TAREA ESCRITA 1: ¿Qué líneas de las entradas contienen la cadena "side"? Recopílalas todas, teniendo en cuenta mayúsculas y minúsculas.
**** FRAGMENTO DE LECTURA ****
Finalmente, la Constitución de Puerto Rico debe consignar que cualquier acceso futuro por el gobierno o las corporaciones públicas al mercado financiero, tiene que ser sometido a la aprobación o desaprobación por el pueblo en referéndum. Hay que establecer unos fundamentos normativos solidarios y justos para la economía política nuestra. Su fin no puede ser la producción de riqueza a cualquier costo social sino que tiene que ser la producción de bienestar, progreso y felicidad para todos y todas.
Ahora bien, toda refundación constitucional depende, en última instancia, de un acontecimiento fundacional, esto es, un hecho de fuerza, un hecho constitutivo que es expresión del nuevo bloque histórico de fuerzas que anima la refundación. He allí la insurgencia civil de julio a partir del cual Puerto Rico nunca será igual.
Frente al agotamiento de las posibilidades del constitucionalismo liberal, de lo que se trata es de potenciar la realización plena de un nuevo constitucionalismo. Estamos, en el fondo, ante el surgimiento de un constitucionalismo societal y comunitario representativo de una nueva posibilidad histórica: la construcción autodeterminada de espacios comunes y plurales de producción social, de decisión económica-política y de vida más allá de las lógicas triturantes del capital, de su colonia, y de todas las manifestaciones opresivas que anidan en su seno.
La Constituyente de toda la sociedad
Mucho se ha hablado en estos días de la revolución de verano. La revolución es el arte de sumar fuerzas para hacer en cada momento lo que es necesario y posible, sobre todo ante lo que constituye su potentia transformativa. La revolución es, en última instancia, el movimiento real que niega y reordena todo desde nuevas lógicas y reglas.
Ahora bien, hay que advertir que la revolución es, en ese sentido, un proceso constitutivo de lo nuevo y no meramente de negación o destrucción de lo viejo. No se trata de ver cómo mejoramos la colonia o la sociedad capitalista actual, sino de cómo la superamos. Pretender cambiar la condición colonial sin abordar para qué -el proyecto de país- es una quimera. Hay que darle contenido material concreto a la soberanía para que se entienda su necesidad histórica y sea acogida como la mejor solución a los problemas actuales.
****
TAREA ESCRITA 2: Reescribe el texto sobre la refundación constitucional desde "La Constituyente de" hasta "los problemas actuales.", cambiando "revolución" por "transformación".
**** EXTRACTOS DE DATOS ****
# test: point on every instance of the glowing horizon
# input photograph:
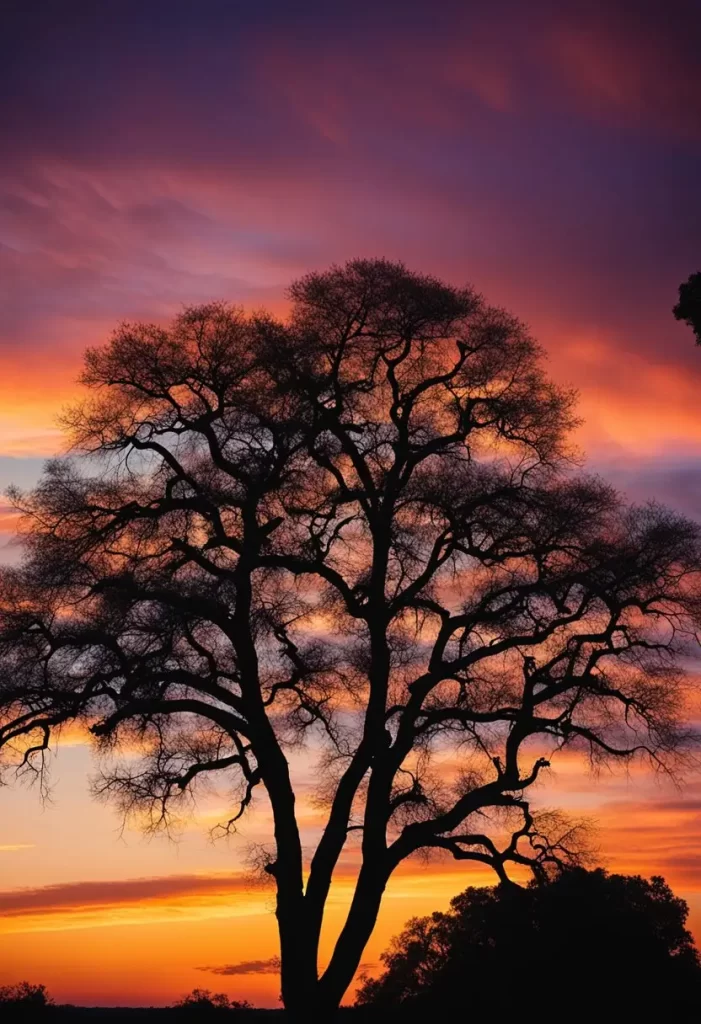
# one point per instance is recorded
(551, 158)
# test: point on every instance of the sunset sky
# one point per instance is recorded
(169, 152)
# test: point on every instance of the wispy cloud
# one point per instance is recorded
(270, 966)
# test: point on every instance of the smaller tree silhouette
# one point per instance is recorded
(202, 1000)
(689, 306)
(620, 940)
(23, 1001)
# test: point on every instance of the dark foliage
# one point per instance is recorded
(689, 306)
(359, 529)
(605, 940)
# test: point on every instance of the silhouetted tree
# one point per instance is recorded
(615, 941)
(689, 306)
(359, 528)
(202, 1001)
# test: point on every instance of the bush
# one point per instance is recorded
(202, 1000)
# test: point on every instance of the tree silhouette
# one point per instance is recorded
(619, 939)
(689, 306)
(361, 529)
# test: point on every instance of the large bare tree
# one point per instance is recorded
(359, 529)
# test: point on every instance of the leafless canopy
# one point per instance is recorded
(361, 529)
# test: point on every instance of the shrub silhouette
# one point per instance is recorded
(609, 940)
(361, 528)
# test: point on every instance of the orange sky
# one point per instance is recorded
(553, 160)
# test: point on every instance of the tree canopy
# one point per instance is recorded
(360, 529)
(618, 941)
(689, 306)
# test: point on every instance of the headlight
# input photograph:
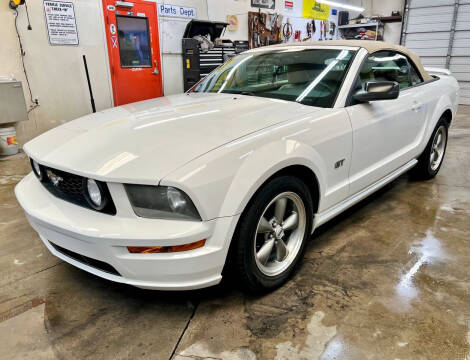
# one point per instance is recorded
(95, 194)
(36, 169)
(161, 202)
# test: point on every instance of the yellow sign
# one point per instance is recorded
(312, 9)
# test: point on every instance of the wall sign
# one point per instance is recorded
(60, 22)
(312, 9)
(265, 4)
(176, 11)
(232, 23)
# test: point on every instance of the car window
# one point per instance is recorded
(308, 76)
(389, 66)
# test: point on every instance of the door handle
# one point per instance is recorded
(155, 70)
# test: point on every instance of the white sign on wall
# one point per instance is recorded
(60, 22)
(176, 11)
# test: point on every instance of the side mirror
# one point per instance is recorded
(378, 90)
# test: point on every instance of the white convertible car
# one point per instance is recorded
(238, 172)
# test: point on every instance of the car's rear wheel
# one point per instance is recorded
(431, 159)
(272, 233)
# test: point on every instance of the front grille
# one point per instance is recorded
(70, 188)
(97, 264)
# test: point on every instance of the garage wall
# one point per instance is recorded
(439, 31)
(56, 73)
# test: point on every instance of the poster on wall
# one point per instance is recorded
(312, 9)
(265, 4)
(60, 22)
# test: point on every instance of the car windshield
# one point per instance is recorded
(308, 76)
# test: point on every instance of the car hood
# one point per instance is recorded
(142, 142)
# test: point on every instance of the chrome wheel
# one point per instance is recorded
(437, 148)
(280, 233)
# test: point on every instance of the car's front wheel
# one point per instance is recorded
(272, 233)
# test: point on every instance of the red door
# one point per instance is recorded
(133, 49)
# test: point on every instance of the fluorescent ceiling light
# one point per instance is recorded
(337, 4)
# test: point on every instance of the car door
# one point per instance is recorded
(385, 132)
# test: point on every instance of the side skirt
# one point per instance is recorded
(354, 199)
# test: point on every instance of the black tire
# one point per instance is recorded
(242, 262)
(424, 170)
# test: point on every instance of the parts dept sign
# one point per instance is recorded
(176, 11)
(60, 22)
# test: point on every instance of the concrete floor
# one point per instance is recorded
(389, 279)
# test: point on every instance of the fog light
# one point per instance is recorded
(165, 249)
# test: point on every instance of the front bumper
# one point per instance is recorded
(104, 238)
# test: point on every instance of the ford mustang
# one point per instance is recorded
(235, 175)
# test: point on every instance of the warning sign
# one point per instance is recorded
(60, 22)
****
RESPUESTA 1:
# test: point on every instance of the side mirror
# test: point on every instance of the side skirt

RESPUESTA 2:
La Constituyente de toda la sociedad
Mucho se ha hablado en estos días de la transformación de verano. La transformación es el arte de sumar fuerzas para hacer en cada momento lo que es necesario y posible, sobre todo ante lo que constituye su potentia transformativa. La transformación es, en última instancia, el movimiento real que niega y reordena todo desde nuevas lógicas y reglas.
Ahora bien, hay que advertir que la transformación es, en ese sentido, un proceso constitutivo de lo nuevo y no meramente de negación o destrucción de lo viejo. No se trata de ver cómo mejoramos la colonia o la sociedad capitalista actual, sino de cómo la superamos. Pretender cambiar la condición colonial sin abordar para qué -el proyecto de país- es una quimera. Hay que darle contenido material concreto a la soberanía para que se entienda su necesidad histórica y sea acogida como la mejor solución a los problemas actuales.